Point placement items
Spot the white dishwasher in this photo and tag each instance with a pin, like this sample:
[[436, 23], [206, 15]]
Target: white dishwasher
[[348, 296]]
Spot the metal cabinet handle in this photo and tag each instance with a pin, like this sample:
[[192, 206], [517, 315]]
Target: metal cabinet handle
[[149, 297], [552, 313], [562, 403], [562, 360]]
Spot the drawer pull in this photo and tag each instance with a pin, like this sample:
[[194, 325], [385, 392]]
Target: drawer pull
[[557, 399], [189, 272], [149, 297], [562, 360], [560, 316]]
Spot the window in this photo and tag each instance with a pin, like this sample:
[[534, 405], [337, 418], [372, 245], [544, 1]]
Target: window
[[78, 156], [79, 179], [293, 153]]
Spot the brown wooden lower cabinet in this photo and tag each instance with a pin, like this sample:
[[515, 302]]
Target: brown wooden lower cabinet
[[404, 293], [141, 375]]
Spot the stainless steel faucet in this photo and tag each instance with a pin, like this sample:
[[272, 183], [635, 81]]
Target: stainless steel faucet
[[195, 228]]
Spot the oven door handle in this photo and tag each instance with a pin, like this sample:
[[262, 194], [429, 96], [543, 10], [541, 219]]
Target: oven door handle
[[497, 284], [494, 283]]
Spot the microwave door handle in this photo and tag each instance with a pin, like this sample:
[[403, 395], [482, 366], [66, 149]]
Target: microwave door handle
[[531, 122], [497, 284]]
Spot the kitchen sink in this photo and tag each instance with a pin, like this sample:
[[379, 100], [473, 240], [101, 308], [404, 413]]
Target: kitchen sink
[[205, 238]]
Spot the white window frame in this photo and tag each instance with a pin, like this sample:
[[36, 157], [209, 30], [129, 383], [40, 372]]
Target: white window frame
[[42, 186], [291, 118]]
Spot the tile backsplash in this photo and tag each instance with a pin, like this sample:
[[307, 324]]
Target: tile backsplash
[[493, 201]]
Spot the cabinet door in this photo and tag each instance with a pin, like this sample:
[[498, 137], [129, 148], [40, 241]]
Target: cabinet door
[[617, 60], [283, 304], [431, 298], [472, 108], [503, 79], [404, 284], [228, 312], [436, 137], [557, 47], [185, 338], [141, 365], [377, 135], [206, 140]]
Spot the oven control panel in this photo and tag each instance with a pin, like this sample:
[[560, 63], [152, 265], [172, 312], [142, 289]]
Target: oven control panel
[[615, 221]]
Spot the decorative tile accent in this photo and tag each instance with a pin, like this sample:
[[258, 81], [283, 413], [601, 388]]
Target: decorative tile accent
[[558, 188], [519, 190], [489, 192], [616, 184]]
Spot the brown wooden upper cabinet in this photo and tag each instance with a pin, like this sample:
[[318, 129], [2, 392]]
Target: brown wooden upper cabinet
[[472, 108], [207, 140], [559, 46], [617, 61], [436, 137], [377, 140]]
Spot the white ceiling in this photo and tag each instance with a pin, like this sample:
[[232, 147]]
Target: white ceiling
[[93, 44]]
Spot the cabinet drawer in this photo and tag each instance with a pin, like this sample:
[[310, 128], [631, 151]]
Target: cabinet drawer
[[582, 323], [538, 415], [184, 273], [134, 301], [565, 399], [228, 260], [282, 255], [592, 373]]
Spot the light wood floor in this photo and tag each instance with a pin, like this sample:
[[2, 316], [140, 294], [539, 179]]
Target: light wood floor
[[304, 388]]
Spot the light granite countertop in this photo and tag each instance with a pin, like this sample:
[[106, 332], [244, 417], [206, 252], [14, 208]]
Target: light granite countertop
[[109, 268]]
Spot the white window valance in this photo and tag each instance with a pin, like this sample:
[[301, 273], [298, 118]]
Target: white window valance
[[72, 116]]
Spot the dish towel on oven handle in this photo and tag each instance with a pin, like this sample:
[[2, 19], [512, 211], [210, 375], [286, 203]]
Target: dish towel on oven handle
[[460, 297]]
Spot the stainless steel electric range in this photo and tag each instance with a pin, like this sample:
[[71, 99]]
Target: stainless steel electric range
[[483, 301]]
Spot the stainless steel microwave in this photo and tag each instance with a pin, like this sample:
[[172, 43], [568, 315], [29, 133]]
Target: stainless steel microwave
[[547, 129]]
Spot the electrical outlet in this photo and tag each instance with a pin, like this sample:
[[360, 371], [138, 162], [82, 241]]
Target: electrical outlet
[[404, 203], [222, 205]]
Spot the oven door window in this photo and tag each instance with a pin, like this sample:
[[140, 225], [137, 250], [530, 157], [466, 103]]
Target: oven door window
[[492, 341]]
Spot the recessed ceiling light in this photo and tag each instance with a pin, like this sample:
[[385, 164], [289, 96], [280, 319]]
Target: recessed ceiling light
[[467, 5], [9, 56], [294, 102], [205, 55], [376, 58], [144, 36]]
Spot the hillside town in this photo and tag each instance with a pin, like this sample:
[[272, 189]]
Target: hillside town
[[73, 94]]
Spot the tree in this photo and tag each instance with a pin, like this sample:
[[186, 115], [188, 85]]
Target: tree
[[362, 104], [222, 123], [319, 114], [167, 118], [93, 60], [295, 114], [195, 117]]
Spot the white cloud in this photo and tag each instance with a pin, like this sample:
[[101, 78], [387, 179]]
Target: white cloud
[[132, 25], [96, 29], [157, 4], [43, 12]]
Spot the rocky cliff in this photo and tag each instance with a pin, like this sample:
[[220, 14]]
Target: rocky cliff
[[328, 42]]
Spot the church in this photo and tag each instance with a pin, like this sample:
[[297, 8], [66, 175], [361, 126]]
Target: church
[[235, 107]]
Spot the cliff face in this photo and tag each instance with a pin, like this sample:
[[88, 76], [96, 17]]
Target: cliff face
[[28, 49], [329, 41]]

- EXERCISE AIM -
Rewrite all the items above, putting "example" wherever "sample" appears and keeping every other part the same.

- ANSWER FOR THIS EXERCISE -
Spot the white dishwasher in this photo and tag each instance with a pin, like this example:
[[436, 23], [206, 15]]
Target: white dishwasher
[[348, 296]]
Spot the metal cabinet handle in this photo and tag each instance with a pin, like this example:
[[192, 206], [517, 315]]
Target: metal cabinet handle
[[149, 297], [552, 313], [562, 403], [562, 360]]
Spot the drawer pull in this photo and tag each instance with a pin, like this example:
[[194, 325], [385, 392]]
Target: drawer pull
[[557, 399], [189, 272], [149, 297], [562, 360], [560, 316]]
Spot the window in this photo and tag each instance with a pin, like this example:
[[534, 405], [337, 418], [372, 245], [544, 1]]
Target: window
[[78, 156], [79, 179], [293, 153]]
Spot the brown wooden lower cabinet in this photo and tag each instance with a pin, like this example:
[[515, 302]]
Target: brown wooden lower cabinet
[[404, 293], [141, 375]]
Spot the stainless steel faucet in this photo and tag each instance with a pin, like this example:
[[272, 183], [635, 81]]
Target: stainless steel faucet
[[195, 228]]
Spot the oven door handle in this photo and tag each instance with a pin, like this example:
[[262, 194], [429, 96], [543, 10], [541, 219]]
Target: oven door handle
[[497, 284], [494, 283]]
Spot the microwave door handle in this photo and tag each instance with a pin, like this example:
[[403, 395], [482, 366], [66, 149]]
Target: microwave door handle
[[531, 122], [497, 284]]
Spot the kitchen sink in this photo and tag each instance with a pin, like this example:
[[379, 100], [473, 240], [101, 308], [404, 413]]
Target: kitchen sink
[[205, 238]]
Spot the white window frame in this photo and tag each instance with a pin, like this example:
[[36, 157], [209, 30], [129, 383], [40, 372]]
Target: white window frame
[[42, 186], [291, 118]]
Spot the tile backsplash in this photo and tag each instance with a pin, like this example:
[[307, 324]]
Target: tile backsplash
[[493, 201]]
Spot the cabinet door in this photo and tag each instance with a pin, like this example:
[[498, 137], [129, 148], [40, 241]]
Target: cabinet door
[[617, 60], [283, 304], [431, 298], [472, 108], [503, 79], [404, 284], [228, 312], [436, 137], [557, 47], [185, 338], [141, 365], [377, 135], [206, 140]]
Spot the oven control panel in this photo and tag each instance with a pin, like this example:
[[560, 63], [152, 265], [172, 312], [142, 289]]
Target: oven control panel
[[615, 221]]
Spot the decorative tile accent in this photo and tag each instance with a pin, like this example:
[[258, 81], [283, 413], [601, 388]]
Target: decorative tile accent
[[558, 188], [519, 190], [489, 192], [616, 184]]
Spot the brown wooden upper cabinet in this photo and tag each instance with a pin, like this example:
[[318, 129], [2, 392]]
Target: brown wooden upper cabinet
[[472, 108], [207, 140], [559, 46], [617, 61], [436, 137], [377, 140]]
Spot the white ceiling in this photo and tag each instance with a pin, like this example:
[[232, 147]]
Target: white ceiling
[[93, 44]]
Spot the cabinet drawer in this photo and tag each instance with a pin, like this example:
[[310, 128], [631, 151]]
Target: cabinet drawer
[[582, 323], [538, 415], [184, 273], [134, 301], [565, 399], [228, 260], [282, 255], [592, 373]]
Spot the light wood floor in this photo and tag each instance with a pin, like this example:
[[2, 316], [140, 294], [539, 179]]
Target: light wood floor
[[304, 388]]
Spot the light granite countertop in this photo and tag each instance with a pin, like this example:
[[106, 332], [244, 417], [206, 252], [14, 208]]
Target: light granite countertop
[[109, 268]]
Spot the white window valance in this photo and tag each instance with a pin, like this example:
[[301, 273], [298, 118]]
Target: white window valance
[[72, 116]]
Spot the dish towel on oven handle in this photo and tag each instance with a pin, like this example:
[[2, 19], [512, 211], [210, 375], [286, 203]]
Target: dish towel on oven handle
[[460, 297]]
Spot the stainless steel electric range in this photo and tag each instance with a pin, like this example:
[[71, 99]]
Target: stainless steel electric range
[[483, 301]]
Spot the stainless steel microwave in this photo and tag each instance with a pin, like this example:
[[172, 43], [568, 315], [29, 133]]
Target: stainless steel microwave
[[547, 129]]
Spot the electrical outlet in this photo and tag each instance with a pin, like this example:
[[360, 371], [138, 162], [82, 241]]
Target: electrical outlet
[[404, 203], [222, 205]]
Spot the oven door window in this photo and tag each instance with a pin, like this example:
[[140, 225], [137, 250], [530, 157], [466, 103]]
Target: oven door window
[[492, 341]]
Spot the recessed ceiling light in this photo and tag each instance with a pin, like this example:
[[385, 164], [289, 96], [280, 319]]
Target: recessed ceiling light
[[467, 5], [9, 56], [294, 102], [205, 55], [376, 58], [144, 36]]
Spot the hillside town in this photo and tag each instance with a pin, like this example:
[[272, 189]]
Target: hillside town
[[73, 94]]
Spot the tree in this photo and tag each instance with a pin, like this example:
[[186, 115], [188, 85]]
Target: tree
[[362, 104], [222, 123], [319, 114], [167, 118], [93, 60], [295, 114], [195, 117]]
Spot the white cloud in this photo and tag each instance with a pin, like this example:
[[101, 78], [387, 179]]
Target: white cloud
[[132, 25], [96, 29], [157, 4], [43, 12]]
Spot the rocky cliff in this photo and tag each instance with a pin, like this example:
[[220, 14]]
Target: rocky cliff
[[328, 42]]
Spot the church in this photo and tag each instance with a pin, like this example:
[[297, 8], [66, 175], [361, 126]]
Target: church
[[235, 107]]
Spot the cliff face in this photo and tag each instance with a pin, like this example:
[[88, 76], [96, 17]]
Target: cliff face
[[28, 49], [329, 41]]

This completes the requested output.